Frequently asked questions for I.T Contractors and Companies
 
(These are published by way of general  guidance only and are not meant to advise upon the specific legal issues arising in any individual case for which specific legal advice should always be sought. No liability can therefore be accepted for the failure of any reader of the FAQ to seek proper advice relating to their case.)
 
Table of Contents
1.
Notice clause in contracts -enforceability?
2. Working without a contract - validity?
3. What terms should normally be included in an IT Consultant's contract?
4. What terms and conditions are required for a software development contract?

Q1. A clause in my consultancy contract says that the contract can be terminated forthwith by notice in writing if the client becomes dissatisfied with my work or if my company is engaged in winding up or voluntary arrangement proceedings or if a receiver is appointed. Is this clause enforceable?

A.  These clauses are commonly found in contracts between consultants and the client direct, or in contracts between agents and consultants . The clause is solely to protect the client in the event that the computer contractor does not fulfill his/her obligations concerning the performance of the contact and/or his/her company gets into financial difficulties.

Q2. I recently started work for a client (no agency is involved in the contract)  without the usual written contract. I simply received a purchase order from the client which I accepted. I continue to work for the client so what is my legal position.

A.  Presuming you and the client are based within the jurisdiction of England and Wales there will be a binding contract. This is because for a binding agreement to exist there has to be an offer, an acceptance of that offer, an intention to enter into legal relations and consideration (ie. money or monies worth).
A purchase order can form the basis of such a binding contract and there are often terms and conditions on the back of such documents. Even if the document has no such conditions printed on it - it may well refer to another document which contains them.
If no such terms and conditions are found then the courts will still imply reasonable terms and conditions relying upon your evidence and that of the client ( and possibly custom and practice of the IT  industry) to determine such terms.
To conclude whilst the purchase order can form the basis of a legally binding contract it is far better to have a properly drafted contract prepared at the outset to avoid expensive litigation later.

Q3. What terms should normally be included in an IT Consultant's contract?

A. Such a contract should include terms relating to:-
 
1. The term (length of the contract)
2. How the contract can be terminated
3. Duties of the IT  Consultant in relation to the project
4. Warranties of the IT  Consultant in relation to the project
5. Duties of Client in relation to the project
6.  Warranties of the Client in relation to the project.
7. Ownership of project materials ( eg. copyright).
8. Fees and Expenses
9. Confidential information
10. Restrictions on consultants employment after termination of contract. This clause would not normally be in the consultants interest but many clients insist on its inclusion to stop the consultant working for rival companies. Such conditions are a restraint of trade but will be enforceable if reasonable in scope and necessary to protect legitimate interests of the client.
11. Assignment ie. covering whether the rights and obligations under the contract can be assigned to third parties.
12. Effect of termination ie upon existing obligations within the contract
13. Indemnity - in the event of losses incurred by reason of negligence, recklessness or wilful misconduct of the consultant or his/her employees or agents or subcontractors.
14. Such other clauses as may be necessary depending upon the parties requirements and the nature of the project.
15. Jurisdiction - ie which legal jurisdiction will apply in the event of a dispute.

Q4.  I need a set of terms and conditions to cover the development of software for a client. What matters are covered by a properly drafted contract.

*Requirement A*
According to the FAQ for IT contractors, what four things must exist for a binding agreement?

*Data for the task*

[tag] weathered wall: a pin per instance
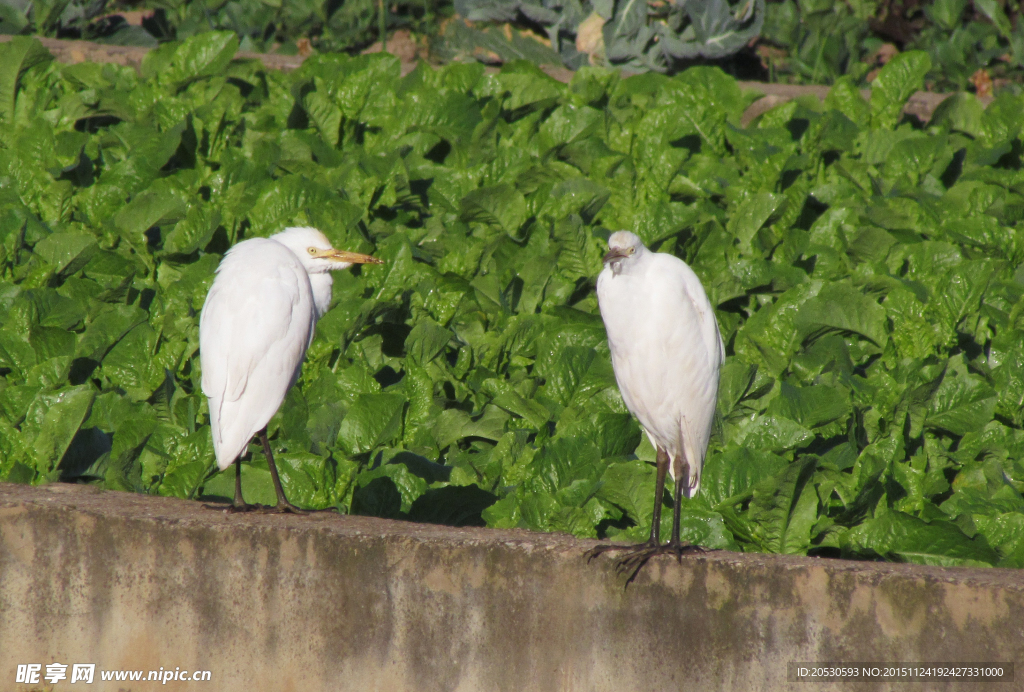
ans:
(326, 602)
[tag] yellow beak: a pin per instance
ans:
(617, 253)
(350, 257)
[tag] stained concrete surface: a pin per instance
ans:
(326, 602)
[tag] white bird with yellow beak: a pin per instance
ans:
(667, 353)
(257, 322)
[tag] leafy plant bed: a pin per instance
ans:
(865, 272)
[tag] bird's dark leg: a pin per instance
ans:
(655, 527)
(635, 561)
(240, 504)
(283, 504)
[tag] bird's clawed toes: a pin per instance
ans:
(258, 509)
(285, 508)
(608, 548)
(638, 556)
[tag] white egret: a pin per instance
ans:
(667, 352)
(256, 326)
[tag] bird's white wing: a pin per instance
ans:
(256, 325)
(667, 352)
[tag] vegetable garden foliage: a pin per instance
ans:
(865, 272)
(825, 39)
(335, 25)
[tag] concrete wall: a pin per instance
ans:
(326, 602)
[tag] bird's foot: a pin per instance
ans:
(638, 555)
(608, 548)
(233, 508)
(256, 508)
(283, 508)
(634, 562)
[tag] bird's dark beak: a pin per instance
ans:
(615, 254)
(351, 257)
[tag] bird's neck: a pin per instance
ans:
(321, 284)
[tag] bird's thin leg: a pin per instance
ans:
(283, 504)
(240, 505)
(655, 527)
(635, 561)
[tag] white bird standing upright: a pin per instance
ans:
(256, 326)
(667, 352)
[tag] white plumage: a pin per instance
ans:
(667, 352)
(256, 325)
(666, 348)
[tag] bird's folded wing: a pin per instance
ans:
(255, 329)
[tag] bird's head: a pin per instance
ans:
(315, 253)
(624, 249)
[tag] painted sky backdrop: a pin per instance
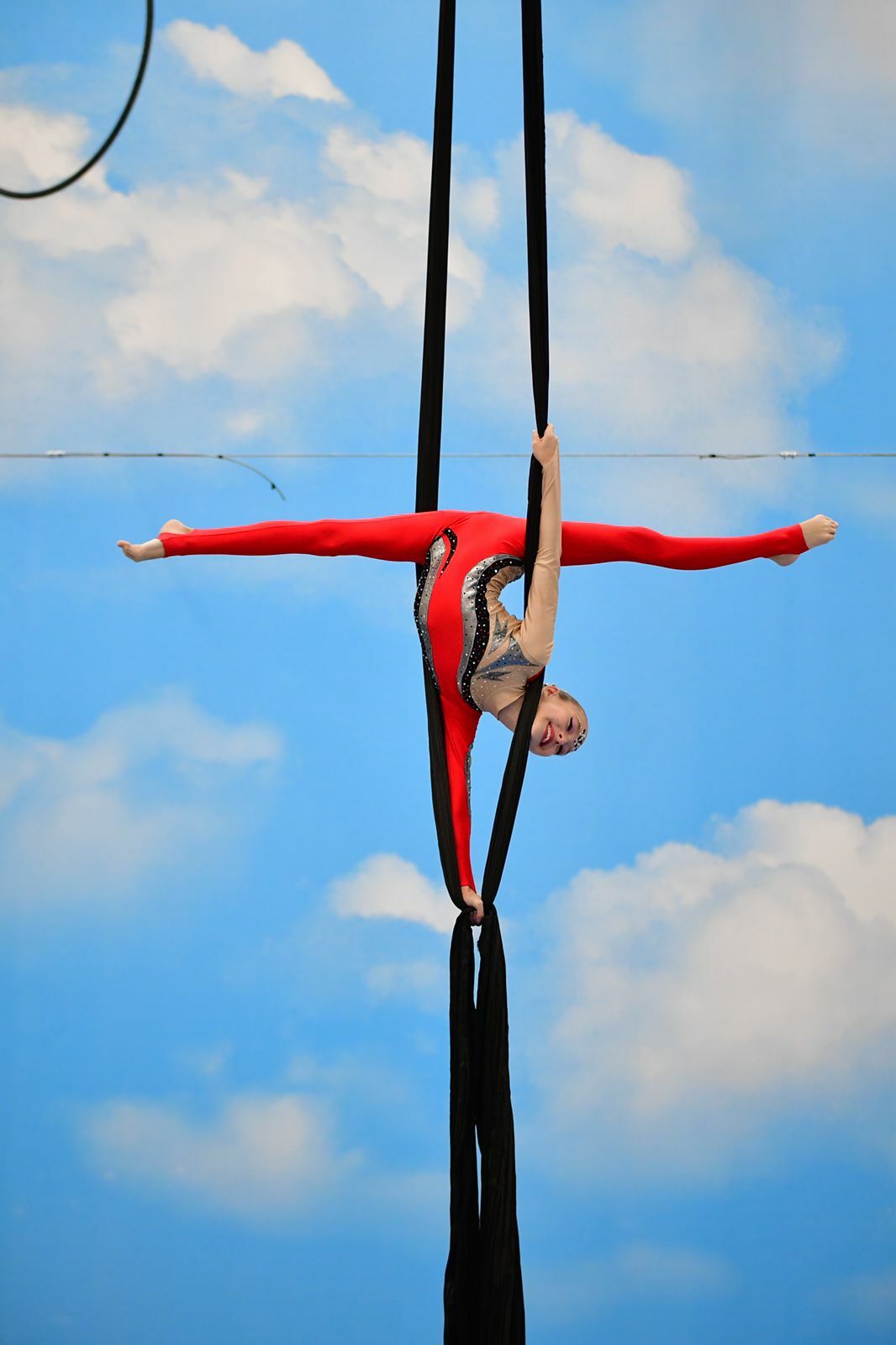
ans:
(224, 1006)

*Requirement B*
List each line in the listing that contains the word "wall".

*Task output A*
An offer, an acceptance of that offer, an intention to enter into legal relations, and consideration.

*Task output B*
[tag] weathered wall: a pin per instance
[tag] concrete wall: a pin per instance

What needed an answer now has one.